REQUIRED TASKS:
1. Name every celestial object or star grouping that the observing guide mentions by name.
2. From the listing, copy every line that contains the string "yellow". Case counts.

Here's my recommendation (especially since the next 7-10 days will be mostly moonless):
Use whichever of your two telescopes you are most comfortable with - and the one that is easiest for you to find objects.
Use the 25mm plossl eyepiece with whatever scope you are using. It will provide the lowest magnification and widest field of any of those eyepieces.
Find M42. If you can see Orion's belt with your eyes, you can find M42 fairly close by (down just a bit from the belt). It is, at first glance, a hazy patch in the telescope. Within this hazy patch is a curved line of three bright stars and the four stars of the trapezium - very close together, forming a tiny trapezoid. You may have to look at them for a while to tell that they are four individual stars. Turn off every light you can control and look at the hazy patch for a while. It will start to get more detailed as you look at it. On the edges of your field of view will be many more stars. Try to take time to take it all in. It feels kind of like how I imagine looking out the window of a spaceship.
While you are in the area, go up to Orion's belt and slowly move your scope along the belt, looking at each of the three bright stars. In your 25mm plossl, you will find that this area of three bright stars actually contains dozens of stars. The stars on the left and right sides of the belt are doubles, with fainter companion stars right next to them. Again, the whole area gives a spaceship window effect.
Moving away from the eyepiece, look up at the sky, just with your eyes, and follow the line of the belt stars up and to the right. Following this line, you should spot the bright orange star, Aldebaran. Adding a little confusion to this, Mars will be a little higher up that Aldebaran, and look like an even brighter orange star. If you spot Mars first - look down a bit - you'll see Aldebaran. See if you can get it in your telescope (again, stick with the 25mm plossl).

PROVIDED DATA:
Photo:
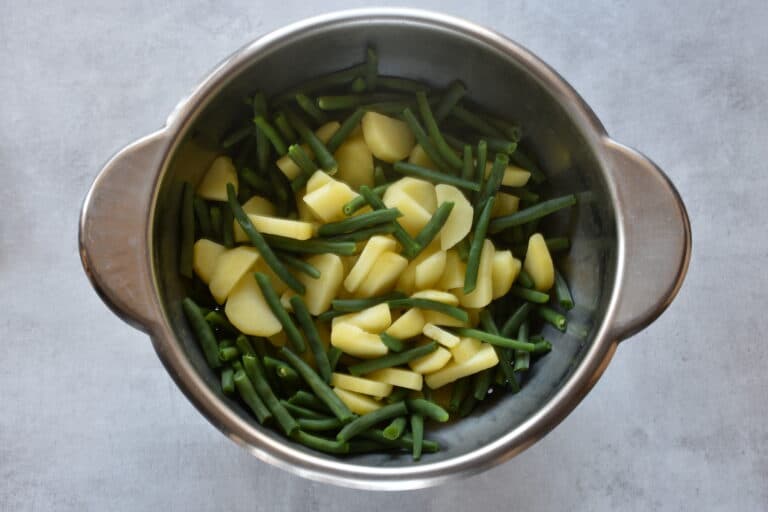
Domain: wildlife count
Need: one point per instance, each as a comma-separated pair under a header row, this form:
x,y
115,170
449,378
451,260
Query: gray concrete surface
x,y
89,420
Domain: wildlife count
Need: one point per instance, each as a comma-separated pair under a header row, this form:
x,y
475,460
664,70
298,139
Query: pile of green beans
x,y
290,387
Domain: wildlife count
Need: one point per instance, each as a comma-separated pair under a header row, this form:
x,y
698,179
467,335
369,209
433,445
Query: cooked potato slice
x,y
247,310
230,267
485,358
389,139
538,263
204,255
459,222
214,184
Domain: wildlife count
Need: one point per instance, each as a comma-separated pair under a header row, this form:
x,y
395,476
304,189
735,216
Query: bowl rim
x,y
286,455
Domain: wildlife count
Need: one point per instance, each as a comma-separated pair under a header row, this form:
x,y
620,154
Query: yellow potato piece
x,y
455,270
383,275
375,319
296,229
230,267
409,324
355,163
321,291
398,377
466,349
419,157
482,295
505,270
431,362
505,204
459,222
389,139
247,310
441,336
357,403
428,272
327,201
204,255
538,263
354,341
214,183
360,385
374,248
485,358
437,296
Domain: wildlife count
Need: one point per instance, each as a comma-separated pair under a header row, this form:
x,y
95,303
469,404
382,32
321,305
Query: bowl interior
x,y
497,81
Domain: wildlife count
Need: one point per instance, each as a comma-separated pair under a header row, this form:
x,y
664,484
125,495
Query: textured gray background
x,y
89,420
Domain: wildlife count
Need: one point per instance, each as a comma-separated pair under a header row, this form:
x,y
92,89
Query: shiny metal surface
x,y
631,234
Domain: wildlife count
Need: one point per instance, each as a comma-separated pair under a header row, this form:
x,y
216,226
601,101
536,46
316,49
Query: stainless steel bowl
x,y
631,235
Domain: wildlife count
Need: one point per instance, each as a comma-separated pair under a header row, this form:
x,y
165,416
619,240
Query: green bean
x,y
310,108
362,221
423,140
334,353
300,265
318,386
228,381
428,409
203,332
253,179
237,136
355,305
359,201
395,429
392,343
494,339
349,124
417,431
453,94
411,302
321,444
306,399
324,157
563,294
313,337
475,122
255,373
258,241
187,235
391,360
552,317
476,249
303,412
423,173
458,392
532,213
227,354
522,358
285,128
529,295
250,397
319,425
409,245
433,226
273,301
468,171
434,131
312,246
271,134
371,69
482,383
501,145
366,421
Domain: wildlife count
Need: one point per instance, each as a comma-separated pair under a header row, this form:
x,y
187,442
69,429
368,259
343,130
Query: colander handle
x,y
655,235
113,230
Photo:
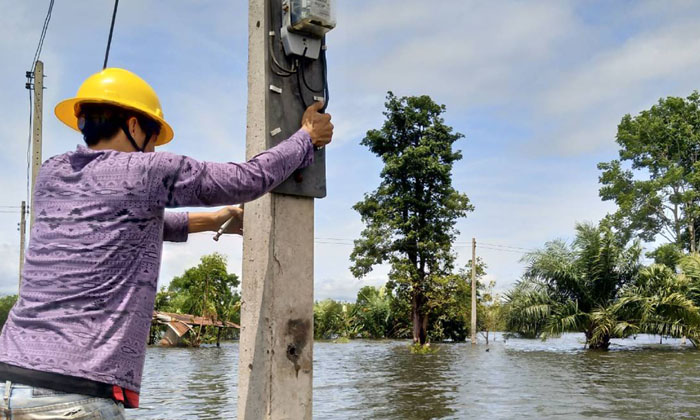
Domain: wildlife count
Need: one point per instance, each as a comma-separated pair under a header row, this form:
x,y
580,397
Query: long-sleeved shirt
x,y
91,269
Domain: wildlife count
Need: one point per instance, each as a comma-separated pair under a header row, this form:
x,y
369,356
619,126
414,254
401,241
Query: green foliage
x,y
6,303
409,219
373,312
418,348
205,290
572,289
527,308
657,191
667,254
661,302
332,318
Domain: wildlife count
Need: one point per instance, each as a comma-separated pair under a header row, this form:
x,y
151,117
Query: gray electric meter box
x,y
304,24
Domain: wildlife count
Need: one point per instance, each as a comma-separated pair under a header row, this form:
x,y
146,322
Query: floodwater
x,y
523,379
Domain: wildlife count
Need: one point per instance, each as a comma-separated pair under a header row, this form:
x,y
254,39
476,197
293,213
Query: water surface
x,y
524,379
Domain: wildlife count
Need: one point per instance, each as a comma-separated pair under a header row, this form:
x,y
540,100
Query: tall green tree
x,y
656,180
409,219
207,290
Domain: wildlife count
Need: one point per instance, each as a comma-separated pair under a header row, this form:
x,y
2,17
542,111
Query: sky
x,y
536,87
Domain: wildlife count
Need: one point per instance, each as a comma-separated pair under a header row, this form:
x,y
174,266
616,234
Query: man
x,y
74,344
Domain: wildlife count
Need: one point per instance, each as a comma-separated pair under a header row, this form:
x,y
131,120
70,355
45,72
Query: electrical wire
x,y
29,85
301,91
111,30
284,71
29,144
40,45
303,79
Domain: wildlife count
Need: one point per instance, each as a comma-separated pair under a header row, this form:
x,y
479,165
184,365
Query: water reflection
x,y
524,379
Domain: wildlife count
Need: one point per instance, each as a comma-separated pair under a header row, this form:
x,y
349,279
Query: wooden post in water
x,y
473,325
275,357
36,131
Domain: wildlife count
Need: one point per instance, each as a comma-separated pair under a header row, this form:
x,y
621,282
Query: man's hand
x,y
317,125
212,221
222,215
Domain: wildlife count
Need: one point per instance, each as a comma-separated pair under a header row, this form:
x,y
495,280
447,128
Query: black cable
x,y
303,78
111,30
301,91
324,64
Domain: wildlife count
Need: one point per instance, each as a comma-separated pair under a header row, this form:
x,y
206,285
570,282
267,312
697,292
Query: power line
x,y
111,30
39,47
508,246
29,86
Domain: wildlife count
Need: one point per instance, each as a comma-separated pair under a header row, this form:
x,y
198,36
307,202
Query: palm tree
x,y
572,288
527,308
662,302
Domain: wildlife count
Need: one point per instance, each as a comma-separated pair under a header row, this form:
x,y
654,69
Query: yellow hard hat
x,y
116,87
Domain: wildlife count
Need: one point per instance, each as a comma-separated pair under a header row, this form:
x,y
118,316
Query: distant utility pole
x,y
36,131
22,233
473,329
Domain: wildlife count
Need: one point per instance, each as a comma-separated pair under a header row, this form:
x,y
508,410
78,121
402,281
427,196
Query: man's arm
x,y
177,225
188,182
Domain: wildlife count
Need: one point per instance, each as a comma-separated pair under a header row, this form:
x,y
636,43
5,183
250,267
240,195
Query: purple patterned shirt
x,y
91,271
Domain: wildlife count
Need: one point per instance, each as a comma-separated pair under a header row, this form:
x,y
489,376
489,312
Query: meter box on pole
x,y
298,78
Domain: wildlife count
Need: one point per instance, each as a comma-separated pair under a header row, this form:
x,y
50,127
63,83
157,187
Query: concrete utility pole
x,y
22,233
275,357
36,128
473,326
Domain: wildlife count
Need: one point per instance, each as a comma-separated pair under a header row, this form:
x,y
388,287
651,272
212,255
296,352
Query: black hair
x,y
103,121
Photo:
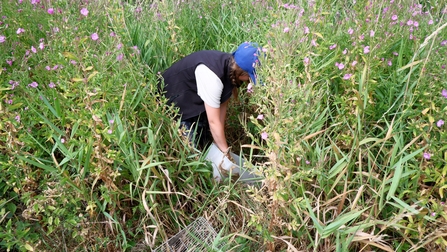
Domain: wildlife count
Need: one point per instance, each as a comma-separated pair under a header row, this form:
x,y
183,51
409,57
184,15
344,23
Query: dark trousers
x,y
198,130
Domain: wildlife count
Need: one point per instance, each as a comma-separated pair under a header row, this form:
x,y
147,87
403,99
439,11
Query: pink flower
x,y
366,49
339,65
306,61
306,30
444,93
94,36
264,135
33,84
250,88
84,12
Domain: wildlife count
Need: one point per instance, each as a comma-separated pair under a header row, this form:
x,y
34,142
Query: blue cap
x,y
246,57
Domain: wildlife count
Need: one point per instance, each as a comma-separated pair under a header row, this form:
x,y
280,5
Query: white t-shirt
x,y
209,86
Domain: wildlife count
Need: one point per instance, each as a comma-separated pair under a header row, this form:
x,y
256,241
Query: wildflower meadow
x,y
347,125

OUTPUTS BY TASK:
1. M42, Orion's belt, the trapezium, Aldebaran, Mars

2.
Query: yellow potato piece
Query: yellow hard hat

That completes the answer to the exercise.